Exercise description:
Format all of the material below as a JSON list of strings, one string per line, with blank lines left out. Leave the pictures out of the result.

Data for processing:
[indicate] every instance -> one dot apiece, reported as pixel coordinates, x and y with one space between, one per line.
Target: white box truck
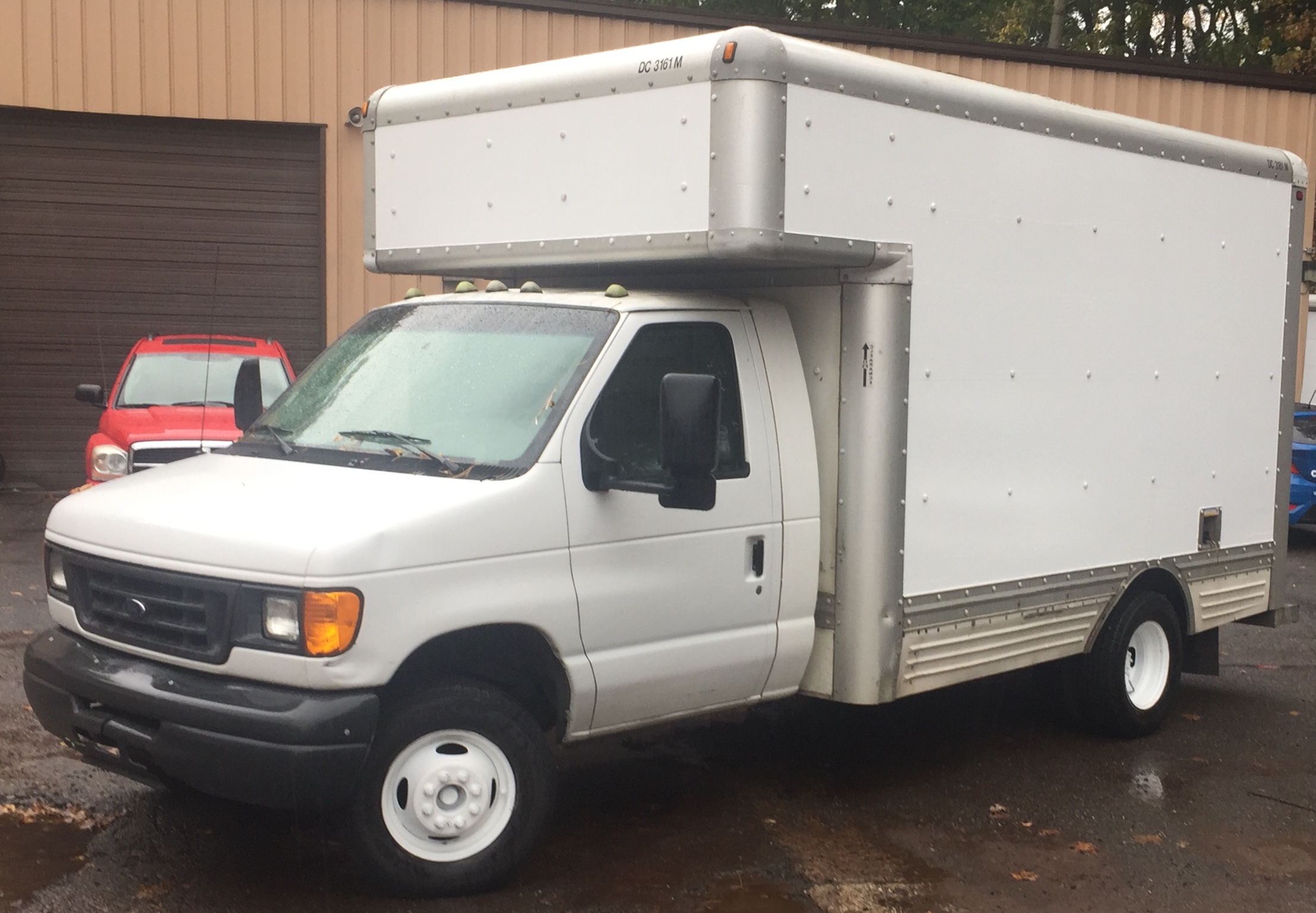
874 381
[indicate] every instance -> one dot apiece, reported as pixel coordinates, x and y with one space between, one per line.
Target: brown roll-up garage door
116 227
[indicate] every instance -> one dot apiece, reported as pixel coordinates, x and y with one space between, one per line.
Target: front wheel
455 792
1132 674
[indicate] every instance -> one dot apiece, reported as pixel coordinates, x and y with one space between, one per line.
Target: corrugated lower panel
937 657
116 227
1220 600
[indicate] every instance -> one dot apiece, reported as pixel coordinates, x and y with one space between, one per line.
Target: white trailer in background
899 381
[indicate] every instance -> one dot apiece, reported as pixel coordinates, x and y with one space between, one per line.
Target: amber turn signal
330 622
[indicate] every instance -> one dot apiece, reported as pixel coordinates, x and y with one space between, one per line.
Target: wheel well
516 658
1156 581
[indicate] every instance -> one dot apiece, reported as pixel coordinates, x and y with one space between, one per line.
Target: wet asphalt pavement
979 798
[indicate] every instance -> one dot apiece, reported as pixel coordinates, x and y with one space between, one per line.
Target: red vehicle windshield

Answer below:
[
  "[indicate] every instance -> one dot apiece, reported as pixel coordinates, x and y with one space between, one per line.",
  "Target: white box truck",
  "874 381",
  "[indicate] every instance -> one dot apiece, reported as pixel coordinates, x and y with one space between, one per line.",
  "Target: brown roll-up garage door",
  "116 227",
  "[indicate] every instance -> one dot apiece, reported as pixel coordinates, x and y with one space between, one per line.",
  "Target: front wheel",
  "455 792",
  "1132 674",
  "[indicate] every instance -> one dot apiece, reported as pixel coordinates, x and y with one space between, one per line.",
  "Target: corrugated lower panel",
  "937 657",
  "116 227",
  "1220 600",
  "[indicate] every instance -> one dot apiece, reported as pixel coordinates, x and y with one space between, one per line.",
  "Target: white trailer in background",
  "899 381",
  "[indicate] every instance -> one dot apiece, reported as pixel coordinates, x and y with one space between, one per line.",
  "Target: amber turn signal",
  "330 622",
  "[indicate] every instance -> one dot apiece, reported as pixel coordinates, x and y with one space between, one per line.",
  "Target: wheel well",
  "516 658",
  "1156 581",
  "[indicate] every instance -> one dot apiece, reported as pixel coordinates, x and y with one space between, one per line.",
  "Target: wet asphalt pavement",
  "979 798",
  "[indicate] every instance -> one dot apiece, reported as pixel coordinates, x and y with one space between, one per line.",
  "Target: red vehicle windshield"
]